**SELECTED EXCERPT:**
+ + + + +

Sequencing technologies allowed us to obtain the sequences of millions of proteins (approximately 200 million are contained in the UniProt database). However, experimentally solving their corresponding 3D structures would be an unimaginably expensive process, both in time and money. After developing some of the first algorithms aiming to solve the structure prediction problem, in 2003, David Baker produced the first de novo designed protein, which showed to be foldable after being expressed in the wet lab ( Basanta et al., 2016). However, after some initial success, predicting the structures of complex proteins remained elusive. It was in 2021, two years after its first version, that the group led by John Jumper and Demis Hassabis published AlphaFold2. “This software was able to predict in minutes the structures of proteins that experimental labs have failed to solve for almost a decade. This was the beginning of an unprecedented revolution in molecular biology where the sequence/structure gap was closed and suddenly we started having access to good-quality predictions of structures of a majority of known proteins in the planet.” says Dr Gonzalo Parra.
The ability to predict the structure of proteins from their amino acid sequence has profound implications for biomedicine, biochemistry, and biotechnology. As AlphaFold continues to evolve, researchers across the globe are now applying its principles to tackle more complex and irregular protein structures, such as non-globular proteins and protein complexes. From drug design to building synthetic materials, the consequences of these developments are yet to be assessed. One thing is clear: the spotlight right now is on Computational Biology, and it will be so for a long time.
The impact of AI on structural biology: a researcher’s perspective.
Dr. Leandro Radusky, a structural biologist, recalls the first time he encountered AlphaFold:
“The first time I seriously paid attention to AlphaFold was when the results of the 14th edition of the CASP protein structure prediction competition were announced in 2020. Like most people working in this field, my initial reaction was disbelief. The ability to predict structures from a protein’s sequence had made a massive leap, using a completely different approach from what had been employed for decades.” After AlphaFold’s release, the impact was immediate: “Shortly after the release of the tool’s code, the structure predictions of all human proteins and many other organisms of interest became publicly available. Overnight, the number of proteins with reasonably accurate structures available went from a few hundred thousand to millions.” Despite this, Radusky raises an important question about the balance between AI-driven methods and traditional scientific approaches:
“Beyond the technological leap, AlphaFold has highlighted a critical choice young researchers are facing today: how much should they rely on traditional interpretive science versus AI-driven approaches? With AI, we are often trading understanding for the ability to solve highly complex problems. As we move forward, the question seems not to be whether to use AI, but how to integrate it thoughtfully into the pursuit of understanding.”
The future of AI in protein science
Without any doubt, AI-based tools like AlphaFold represent a breakthrough in structural biology, with extensive applications in protein structure prediction which deserved the Nobel Prize recognition. Yet, this does not signal the end of discoveries in this field, as many challenges in structural biology remain unresolved.

+ + + + +

**DATA SHOWN:**
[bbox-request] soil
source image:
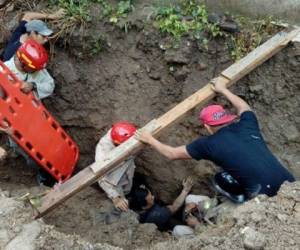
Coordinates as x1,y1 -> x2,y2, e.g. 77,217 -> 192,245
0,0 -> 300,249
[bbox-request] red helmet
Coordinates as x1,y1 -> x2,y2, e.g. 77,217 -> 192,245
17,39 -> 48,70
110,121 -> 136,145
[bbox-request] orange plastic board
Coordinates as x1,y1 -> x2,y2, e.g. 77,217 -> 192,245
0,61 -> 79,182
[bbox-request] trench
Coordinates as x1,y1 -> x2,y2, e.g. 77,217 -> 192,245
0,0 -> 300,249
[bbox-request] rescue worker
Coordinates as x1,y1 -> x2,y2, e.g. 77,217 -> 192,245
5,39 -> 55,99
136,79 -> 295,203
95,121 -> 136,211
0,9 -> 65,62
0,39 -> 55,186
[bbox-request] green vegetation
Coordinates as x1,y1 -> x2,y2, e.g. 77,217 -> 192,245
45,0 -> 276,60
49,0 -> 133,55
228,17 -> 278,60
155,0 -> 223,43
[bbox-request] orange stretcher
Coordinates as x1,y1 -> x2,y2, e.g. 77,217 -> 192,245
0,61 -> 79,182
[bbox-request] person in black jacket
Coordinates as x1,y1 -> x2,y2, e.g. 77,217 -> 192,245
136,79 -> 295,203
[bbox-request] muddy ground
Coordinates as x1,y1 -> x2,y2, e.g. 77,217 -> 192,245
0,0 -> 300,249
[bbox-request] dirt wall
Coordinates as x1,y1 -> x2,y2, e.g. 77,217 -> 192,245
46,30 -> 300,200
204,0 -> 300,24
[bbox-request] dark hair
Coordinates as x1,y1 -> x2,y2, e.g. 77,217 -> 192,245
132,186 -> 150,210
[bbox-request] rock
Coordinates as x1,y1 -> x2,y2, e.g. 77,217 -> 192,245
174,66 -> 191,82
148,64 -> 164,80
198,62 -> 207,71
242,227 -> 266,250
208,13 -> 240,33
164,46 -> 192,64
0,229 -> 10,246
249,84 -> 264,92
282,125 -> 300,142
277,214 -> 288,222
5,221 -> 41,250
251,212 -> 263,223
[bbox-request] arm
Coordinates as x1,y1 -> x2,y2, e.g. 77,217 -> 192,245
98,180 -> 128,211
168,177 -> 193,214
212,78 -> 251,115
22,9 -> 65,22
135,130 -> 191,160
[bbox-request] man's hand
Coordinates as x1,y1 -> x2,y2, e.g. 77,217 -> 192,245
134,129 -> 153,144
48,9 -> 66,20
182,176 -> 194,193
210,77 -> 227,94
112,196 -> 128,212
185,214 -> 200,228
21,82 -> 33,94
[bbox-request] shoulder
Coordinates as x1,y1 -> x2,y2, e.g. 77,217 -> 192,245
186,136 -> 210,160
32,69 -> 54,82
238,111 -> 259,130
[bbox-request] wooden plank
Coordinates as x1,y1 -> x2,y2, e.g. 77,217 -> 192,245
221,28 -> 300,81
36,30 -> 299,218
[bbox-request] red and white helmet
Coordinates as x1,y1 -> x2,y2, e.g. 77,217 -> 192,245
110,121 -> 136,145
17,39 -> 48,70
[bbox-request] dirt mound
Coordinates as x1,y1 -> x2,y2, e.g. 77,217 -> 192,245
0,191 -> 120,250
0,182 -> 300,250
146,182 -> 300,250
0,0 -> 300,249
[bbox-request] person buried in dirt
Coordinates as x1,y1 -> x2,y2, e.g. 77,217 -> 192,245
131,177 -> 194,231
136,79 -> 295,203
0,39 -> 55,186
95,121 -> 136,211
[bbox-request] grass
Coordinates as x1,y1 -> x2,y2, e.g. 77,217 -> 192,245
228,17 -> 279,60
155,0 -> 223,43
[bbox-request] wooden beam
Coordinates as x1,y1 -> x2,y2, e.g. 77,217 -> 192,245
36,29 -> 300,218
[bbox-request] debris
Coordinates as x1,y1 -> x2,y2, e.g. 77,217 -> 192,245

+ + + + +

**YOUR TASKS:**
1. In the excerpt on AI and protein structure prediction, change "breakthrough" to "milestone" and give the part starting at "The future of" and ending at "biology remain unresolved.".
2. Answer these questions using the excerpt on AI and protein structure prediction:
(a) Roughly how many proteins does the UniProt database contain?
(b) In what year did David Baker produce the first de novo designed protein?
(c) Which edition of the CASP competition first made Dr. Leandro Radusky seriously pay attention to AlphaFold, and in what year were its results announced?
3. Continue the excerpt on AI and protein structure prediction from its final sentence.

**ANSWERS TO THE EXERCISES:**
1.
The future of AI in protein science
Without any doubt, AI-based tools like AlphaFold represent a milestone in structural biology, with extensive applications in protein structure prediction which deserved the Nobel Prize recognition. Yet, this does not signal the end of discoveries in this field, as many challenges in structural biology remain unresolved.

2.
(a) Approximately 200 million.
(b) 2003.
(c) The 14th edition, with results announced in 2020.

3.
One major challenge is understanding the molecular mechanisms and atomic interactions that guide a polypeptide chain to fold into its specific three-dimensional structure. This has been a longstanding question in structural biology, originally attracting many talented physicists to the field. Despite significant advances, a comprehensive theory of protein folding based on physical principles that would offer a deep understanding of these processes is still missing. “AI-based methods, with their ability to generate reliable structural models, are poised to greatly advance our understanding of protein folding mechanisms. These remaining challenges offer exciting opportunities for groundbreaking advances in protein structure research, with the potential for future Nobel Prizes built on the achievements of AI-driven methods” says Prof. Andrey V. Kajava.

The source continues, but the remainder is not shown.